Short task: Summarize the passage below about Christmas music binges in two sentences.

Excerpt to read:
<<<<

I have fallen into the agreeable habit over Christmas of overdosing, so to speak, on some particular sort of classical music.  I vividly remember the Barenboim Beethoven Piano Sonatas Christmas, my first with a CD player.

I don’t decide about these musical binges.  Something triggers them, and they happen.  I find myself listening to a Mahler symphony, say, or a Mozart piano concerto, and then to another, and another, and the pattern is set, without me ever having decided in one go.

But why the concentration on one type of music.  Why not mere fun?  Why not variety?  Well, Christmas is the perfect time for me actually to listen to all my CDs, as opposed to wandering about London buying more of the things. Buying CDs, mostly for bargain basement prices, is a quite distinct pleasure to listening to them, I find, just as I imagine buying shoes to be a quite distinct pleasure for my lady friends to the mere wearing of shoes.  But at Christmas, many regular purchasing spots are closed in unpredictable ways.  The weather is liable to be cold and the pavements are liable to be crowded. Transport is uncertain.  The demands projected into one’s home life by the telephone or by email fall silent.  No.  Far better to stay snugly in doors and cultivate the soul by really getting to know some music that one would otherwise, year after year, merely possess.

This year, prompted by the BBC Radio 3 Bach Christmas I have been listening, over and over again, in among being ill, to Bach’s 48 Prelude’s and Fugues, otherwise known as the Well Tempered Clavier.

The thing that settled me on this particular overdose was writing a piece about Bach and God for Samizdata.  There is nothing like writing something to cause one immediately then to start wondering whether it was true, wise, profound, etc., or not, so Bach remained on my mind.  But Radio 3, with its self-imposed task of playing everything Bach ever composed, was serving up a deal too much singing for my taste.  I don’t mind the religion in Bach, despite what I may have implied (but actually did not say at all), in my Samizdata piece, but I do not care for the average classical music singing performance.  I like only a few baritones and tenors, and prefer light sopranos to the squally matrons who, too often for my taste, do the soprano – and especially contralto – singing.  So, I was set on listening to Bach, but needed to reach for CDs.

>>>>

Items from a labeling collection
<<<<

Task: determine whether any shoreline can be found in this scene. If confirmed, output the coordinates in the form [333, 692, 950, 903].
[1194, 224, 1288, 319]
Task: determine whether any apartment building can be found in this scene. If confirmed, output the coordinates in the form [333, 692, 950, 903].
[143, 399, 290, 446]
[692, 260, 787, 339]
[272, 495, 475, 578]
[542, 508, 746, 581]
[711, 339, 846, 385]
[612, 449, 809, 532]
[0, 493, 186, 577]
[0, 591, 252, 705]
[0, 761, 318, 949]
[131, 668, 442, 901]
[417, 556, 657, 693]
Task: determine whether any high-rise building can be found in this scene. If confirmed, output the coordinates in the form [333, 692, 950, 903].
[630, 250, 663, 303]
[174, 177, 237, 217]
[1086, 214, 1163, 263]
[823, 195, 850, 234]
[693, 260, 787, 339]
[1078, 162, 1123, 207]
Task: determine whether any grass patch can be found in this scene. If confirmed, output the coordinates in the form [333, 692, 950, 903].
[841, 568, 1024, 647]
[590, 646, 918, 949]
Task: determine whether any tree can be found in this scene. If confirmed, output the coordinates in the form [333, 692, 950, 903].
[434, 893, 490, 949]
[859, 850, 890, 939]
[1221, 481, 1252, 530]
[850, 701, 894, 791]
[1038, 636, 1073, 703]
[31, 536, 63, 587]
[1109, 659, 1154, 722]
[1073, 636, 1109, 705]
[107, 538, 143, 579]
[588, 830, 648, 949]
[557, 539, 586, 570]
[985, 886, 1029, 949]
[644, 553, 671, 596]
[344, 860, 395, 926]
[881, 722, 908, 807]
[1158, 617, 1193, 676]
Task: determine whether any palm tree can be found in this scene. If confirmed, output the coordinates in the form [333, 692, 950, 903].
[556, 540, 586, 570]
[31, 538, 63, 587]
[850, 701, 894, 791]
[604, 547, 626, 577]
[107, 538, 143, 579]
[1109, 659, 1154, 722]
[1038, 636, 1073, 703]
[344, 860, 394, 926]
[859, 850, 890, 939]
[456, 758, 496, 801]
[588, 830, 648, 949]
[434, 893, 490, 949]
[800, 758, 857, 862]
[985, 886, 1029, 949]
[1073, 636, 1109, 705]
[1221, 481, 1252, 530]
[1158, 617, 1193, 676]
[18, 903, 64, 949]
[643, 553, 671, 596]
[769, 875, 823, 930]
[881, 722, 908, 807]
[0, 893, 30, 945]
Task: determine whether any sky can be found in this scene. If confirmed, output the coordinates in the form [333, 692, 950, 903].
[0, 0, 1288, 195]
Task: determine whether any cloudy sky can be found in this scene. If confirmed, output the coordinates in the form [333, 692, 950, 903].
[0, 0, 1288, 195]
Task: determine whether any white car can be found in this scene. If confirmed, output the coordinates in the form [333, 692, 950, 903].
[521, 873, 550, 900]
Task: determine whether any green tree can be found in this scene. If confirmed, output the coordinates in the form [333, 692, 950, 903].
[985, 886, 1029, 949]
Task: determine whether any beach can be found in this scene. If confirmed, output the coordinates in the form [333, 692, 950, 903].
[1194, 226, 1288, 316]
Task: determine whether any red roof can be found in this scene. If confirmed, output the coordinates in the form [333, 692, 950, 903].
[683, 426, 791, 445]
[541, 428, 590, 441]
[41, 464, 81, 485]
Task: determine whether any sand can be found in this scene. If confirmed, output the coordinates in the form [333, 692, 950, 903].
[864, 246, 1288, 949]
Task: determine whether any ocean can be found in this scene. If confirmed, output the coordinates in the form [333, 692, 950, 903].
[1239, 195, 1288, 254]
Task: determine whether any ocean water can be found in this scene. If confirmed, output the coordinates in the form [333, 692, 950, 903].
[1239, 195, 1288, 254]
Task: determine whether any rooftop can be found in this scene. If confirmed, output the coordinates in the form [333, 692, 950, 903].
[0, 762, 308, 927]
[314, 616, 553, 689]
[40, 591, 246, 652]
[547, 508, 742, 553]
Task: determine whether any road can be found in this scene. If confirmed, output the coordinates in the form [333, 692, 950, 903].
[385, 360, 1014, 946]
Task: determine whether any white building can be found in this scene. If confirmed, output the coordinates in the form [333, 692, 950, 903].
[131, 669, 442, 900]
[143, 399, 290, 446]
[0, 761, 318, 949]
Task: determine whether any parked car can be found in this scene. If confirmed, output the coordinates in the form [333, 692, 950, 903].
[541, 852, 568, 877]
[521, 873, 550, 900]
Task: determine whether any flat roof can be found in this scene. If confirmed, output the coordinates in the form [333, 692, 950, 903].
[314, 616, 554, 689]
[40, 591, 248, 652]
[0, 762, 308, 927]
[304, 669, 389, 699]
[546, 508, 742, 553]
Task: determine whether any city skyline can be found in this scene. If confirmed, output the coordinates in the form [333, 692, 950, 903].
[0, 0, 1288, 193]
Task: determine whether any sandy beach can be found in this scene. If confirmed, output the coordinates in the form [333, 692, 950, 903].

>>>>

Completed exercise: Over Christmas the writer habitually binges on one particular sort of classical music, a pattern that sets in without a single decision and suits the season because shops close unpredictably, the weather is cold, and the telephone and email fall silent, leaving time to really listen to CDs that would otherwise merely be possessed. This year, prompted by the BBC Radio 3 Bach Christmas and by having written a piece about Bach and God for Samizdata, the writer has been listening over and over to the Well Tempered Clavier on CD, since Radio 3 was playing too much singing for the writer's taste.